Top of Task input
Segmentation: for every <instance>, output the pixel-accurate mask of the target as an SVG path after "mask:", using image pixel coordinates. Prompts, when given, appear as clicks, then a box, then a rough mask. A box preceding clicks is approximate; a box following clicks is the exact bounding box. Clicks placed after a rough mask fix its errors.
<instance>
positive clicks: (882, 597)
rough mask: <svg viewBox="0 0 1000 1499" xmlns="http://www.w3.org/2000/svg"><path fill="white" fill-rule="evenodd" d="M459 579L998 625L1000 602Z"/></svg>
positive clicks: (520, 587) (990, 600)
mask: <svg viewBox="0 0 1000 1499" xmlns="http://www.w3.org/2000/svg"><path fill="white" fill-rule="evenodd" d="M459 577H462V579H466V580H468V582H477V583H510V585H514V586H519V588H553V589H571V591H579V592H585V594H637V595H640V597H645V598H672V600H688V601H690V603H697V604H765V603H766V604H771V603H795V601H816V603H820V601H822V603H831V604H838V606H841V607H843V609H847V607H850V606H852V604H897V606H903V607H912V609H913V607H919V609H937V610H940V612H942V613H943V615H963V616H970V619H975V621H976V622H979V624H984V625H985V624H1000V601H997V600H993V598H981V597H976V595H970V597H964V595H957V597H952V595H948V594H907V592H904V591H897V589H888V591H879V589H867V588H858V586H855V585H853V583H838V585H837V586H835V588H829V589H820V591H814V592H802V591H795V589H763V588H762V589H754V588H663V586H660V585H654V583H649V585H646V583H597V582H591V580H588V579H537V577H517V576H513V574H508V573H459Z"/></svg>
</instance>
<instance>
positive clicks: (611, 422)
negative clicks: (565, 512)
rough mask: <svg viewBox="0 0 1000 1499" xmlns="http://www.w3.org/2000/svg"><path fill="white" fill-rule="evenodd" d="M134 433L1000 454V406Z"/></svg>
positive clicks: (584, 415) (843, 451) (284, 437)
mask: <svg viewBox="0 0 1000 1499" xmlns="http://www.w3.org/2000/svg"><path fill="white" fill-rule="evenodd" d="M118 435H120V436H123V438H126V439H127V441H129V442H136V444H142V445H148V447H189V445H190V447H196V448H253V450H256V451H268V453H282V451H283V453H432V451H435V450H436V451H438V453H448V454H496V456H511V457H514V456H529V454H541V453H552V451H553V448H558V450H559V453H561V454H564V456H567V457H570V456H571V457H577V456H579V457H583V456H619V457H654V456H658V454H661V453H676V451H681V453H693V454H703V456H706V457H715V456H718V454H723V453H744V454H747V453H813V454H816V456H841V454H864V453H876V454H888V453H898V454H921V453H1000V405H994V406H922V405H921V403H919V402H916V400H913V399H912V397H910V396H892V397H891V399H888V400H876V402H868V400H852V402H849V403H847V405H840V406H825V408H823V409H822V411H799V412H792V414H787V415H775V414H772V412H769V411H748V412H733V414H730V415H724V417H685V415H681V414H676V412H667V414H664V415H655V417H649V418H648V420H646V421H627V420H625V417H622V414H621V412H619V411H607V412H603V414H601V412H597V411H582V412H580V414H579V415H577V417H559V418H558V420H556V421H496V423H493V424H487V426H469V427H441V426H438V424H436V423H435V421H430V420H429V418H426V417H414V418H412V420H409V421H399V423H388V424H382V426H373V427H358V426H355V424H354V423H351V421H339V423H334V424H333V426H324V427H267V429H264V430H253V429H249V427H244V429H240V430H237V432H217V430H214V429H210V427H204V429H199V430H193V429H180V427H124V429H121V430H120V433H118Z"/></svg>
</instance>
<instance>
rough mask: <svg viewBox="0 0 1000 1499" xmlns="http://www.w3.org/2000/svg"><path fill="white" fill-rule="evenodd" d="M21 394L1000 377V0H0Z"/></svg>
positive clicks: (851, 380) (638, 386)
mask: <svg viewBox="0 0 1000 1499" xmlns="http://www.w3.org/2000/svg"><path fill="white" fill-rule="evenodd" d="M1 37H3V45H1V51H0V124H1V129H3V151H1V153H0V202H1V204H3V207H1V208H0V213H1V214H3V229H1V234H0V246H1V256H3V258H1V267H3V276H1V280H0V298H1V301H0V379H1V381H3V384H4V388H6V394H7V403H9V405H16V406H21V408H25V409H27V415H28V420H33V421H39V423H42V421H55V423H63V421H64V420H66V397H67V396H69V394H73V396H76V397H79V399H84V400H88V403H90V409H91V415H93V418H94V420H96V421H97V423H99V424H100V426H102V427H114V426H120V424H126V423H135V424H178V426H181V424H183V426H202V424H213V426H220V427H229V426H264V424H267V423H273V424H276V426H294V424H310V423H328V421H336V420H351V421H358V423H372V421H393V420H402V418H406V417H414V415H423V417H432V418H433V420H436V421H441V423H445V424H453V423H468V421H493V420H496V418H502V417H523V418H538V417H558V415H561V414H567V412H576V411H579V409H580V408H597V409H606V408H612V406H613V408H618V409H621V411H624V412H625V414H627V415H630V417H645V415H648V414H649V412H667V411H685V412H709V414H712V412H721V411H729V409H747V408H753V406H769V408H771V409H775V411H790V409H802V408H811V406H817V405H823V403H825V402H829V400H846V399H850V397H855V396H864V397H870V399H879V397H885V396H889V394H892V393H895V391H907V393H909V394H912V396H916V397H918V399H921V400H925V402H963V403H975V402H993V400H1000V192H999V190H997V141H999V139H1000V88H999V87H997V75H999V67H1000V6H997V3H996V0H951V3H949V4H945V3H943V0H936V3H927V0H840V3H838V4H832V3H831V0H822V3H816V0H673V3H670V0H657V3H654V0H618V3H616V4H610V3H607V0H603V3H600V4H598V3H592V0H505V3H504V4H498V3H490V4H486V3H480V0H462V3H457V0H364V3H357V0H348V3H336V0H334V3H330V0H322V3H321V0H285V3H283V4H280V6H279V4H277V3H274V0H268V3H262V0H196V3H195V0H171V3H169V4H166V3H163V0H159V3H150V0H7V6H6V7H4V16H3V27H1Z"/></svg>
Bottom of Task input
Work to complete –
Please rename "positive clicks" to "foreground clicks" everywhere in the entries above, and write out all the entries again with everything else unchanged.

Task result –
Segmentation: for every <instance>, output the pixel-accurate mask of the target as an SVG path after "mask:", using image pixel coordinates. Prompts, when given, appear as clicks, then a box, then a rough mask. A box preceding clicks is approximate; a box following clicks is the exact bounding box. Clicks placed after a rough mask fix its errors.
<instance>
foreground clicks: (882, 597)
rough mask: <svg viewBox="0 0 1000 1499" xmlns="http://www.w3.org/2000/svg"><path fill="white" fill-rule="evenodd" d="M459 579L998 625L1000 602Z"/></svg>
foreground clicks: (520, 587) (990, 600)
mask: <svg viewBox="0 0 1000 1499" xmlns="http://www.w3.org/2000/svg"><path fill="white" fill-rule="evenodd" d="M459 577H462V579H466V580H468V582H477V583H510V585H514V586H519V588H553V589H571V591H579V592H585V594H637V595H640V597H645V598H672V600H688V601H690V603H697V604H765V603H766V604H771V603H795V601H816V603H820V601H822V603H831V604H838V606H841V607H843V609H847V607H850V606H852V604H897V606H903V607H912V609H913V607H919V609H937V610H940V612H942V613H943V615H963V616H970V619H975V621H976V622H979V624H984V625H985V624H1000V601H997V600H993V598H981V597H976V595H970V597H964V595H957V597H952V595H948V594H907V592H904V591H897V589H888V591H879V589H867V588H858V586H855V585H853V583H838V585H837V586H835V588H829V589H820V591H814V592H802V591H795V589H763V588H762V589H754V588H663V586H660V585H654V583H649V585H646V583H597V582H591V580H588V579H537V577H517V576H513V574H508V573H459Z"/></svg>
</instance>
<instance>
foreground clicks: (611, 422)
negative clicks: (565, 512)
rough mask: <svg viewBox="0 0 1000 1499" xmlns="http://www.w3.org/2000/svg"><path fill="white" fill-rule="evenodd" d="M134 433L1000 454V406Z"/></svg>
foreground clicks: (584, 415) (843, 451) (284, 437)
mask: <svg viewBox="0 0 1000 1499" xmlns="http://www.w3.org/2000/svg"><path fill="white" fill-rule="evenodd" d="M118 435H120V436H123V438H126V439H127V441H129V442H136V444H142V445H148V447H189V445H190V447H196V448H253V450H256V451H268V453H282V451H283V453H432V451H435V450H436V451H438V453H448V454H496V456H511V457H514V456H529V454H541V453H552V451H553V448H558V450H559V453H561V454H564V456H567V457H570V456H571V457H577V456H579V457H583V456H619V457H654V456H658V454H661V453H676V451H681V453H693V454H703V456H706V457H715V456H718V454H723V453H744V454H747V453H813V454H816V456H841V454H864V453H876V454H888V453H898V454H921V453H1000V405H994V406H922V405H921V403H919V402H916V400H913V399H912V397H910V396H892V397H891V399H888V400H876V402H868V400H852V402H849V403H847V405H840V406H825V408H823V409H822V411H799V412H792V414H787V415H775V414H772V412H769V411H748V412H733V414H730V415H724V417H685V415H681V414H676V412H667V414H664V415H655V417H649V418H648V420H646V421H627V420H625V417H622V414H621V412H619V411H607V412H603V414H601V412H597V411H582V412H580V414H579V415H577V417H559V418H558V420H556V421H496V423H493V424H487V426H469V427H441V426H438V424H436V423H435V421H430V420H429V418H426V417H414V418H412V420H409V421H399V423H388V424H382V426H373V427H358V426H355V424H354V423H351V421H339V423H334V424H333V426H324V427H267V429H264V430H253V429H249V427H244V429H240V430H237V432H217V430H214V429H210V427H204V429H199V430H193V429H180V427H124V429H121V430H120V433H118Z"/></svg>
</instance>
<instance>
rough mask: <svg viewBox="0 0 1000 1499" xmlns="http://www.w3.org/2000/svg"><path fill="white" fill-rule="evenodd" d="M21 394L1000 377V0H0Z"/></svg>
foreground clicks: (851, 380) (638, 386)
mask: <svg viewBox="0 0 1000 1499" xmlns="http://www.w3.org/2000/svg"><path fill="white" fill-rule="evenodd" d="M1 37H3V45H1V51H0V124H1V129H3V151H1V153H0V202H1V204H3V207H1V208H0V213H1V214H3V229H1V234H0V246H1V256H3V258H1V267H3V276H1V280H0V298H1V301H0V379H1V381H3V384H4V388H6V394H7V403H9V405H16V406H21V408H25V409H27V415H28V420H33V421H39V423H42V421H55V423H63V421H64V420H66V397H67V396H69V394H73V396H76V397H79V399H84V400H88V403H90V409H91V415H93V418H94V420H96V421H97V423H99V424H100V426H102V427H114V426H120V424H126V423H135V424H178V426H181V424H183V426H202V424H213V426H220V427H229V426H264V424H267V423H273V424H276V426H294V424H310V423H328V421H336V420H351V421H358V423H372V421H393V420H402V418H406V417H414V415H423V417H432V418H433V420H436V421H441V423H445V424H453V423H468V421H493V420H496V418H502V417H523V418H538V417H558V415H561V414H567V412H576V411H579V409H580V408H597V409H606V408H612V406H613V408H618V409H621V411H624V412H625V414H627V415H630V417H645V415H648V414H649V412H667V411H685V412H709V414H712V412H721V411H729V409H747V408H753V406H769V408H771V409H775V411H790V409H802V408H811V406H817V405H823V403H825V402H829V400H846V399H850V397H855V396H864V397H870V399H879V397H885V396H889V394H892V393H895V391H907V393H909V394H912V396H916V397H918V399H921V400H925V402H963V403H975V402H993V400H1000V192H999V190H997V141H999V139H1000V88H999V87H997V75H999V67H1000V6H997V3H996V0H951V3H949V4H945V3H943V0H936V3H927V0H840V3H838V4H832V3H831V0H822V3H816V0H673V3H670V0H657V3H654V0H618V3H616V4H610V3H607V0H603V3H600V4H598V3H592V0H505V3H504V4H498V3H490V4H486V3H480V0H462V3H457V0H364V3H357V0H348V3H336V0H334V3H330V0H322V3H321V0H285V3H283V4H280V6H279V4H277V3H274V0H268V3H262V0H196V3H195V0H171V3H169V4H166V3H163V0H159V3H150V0H7V6H6V7H4V16H3V27H1Z"/></svg>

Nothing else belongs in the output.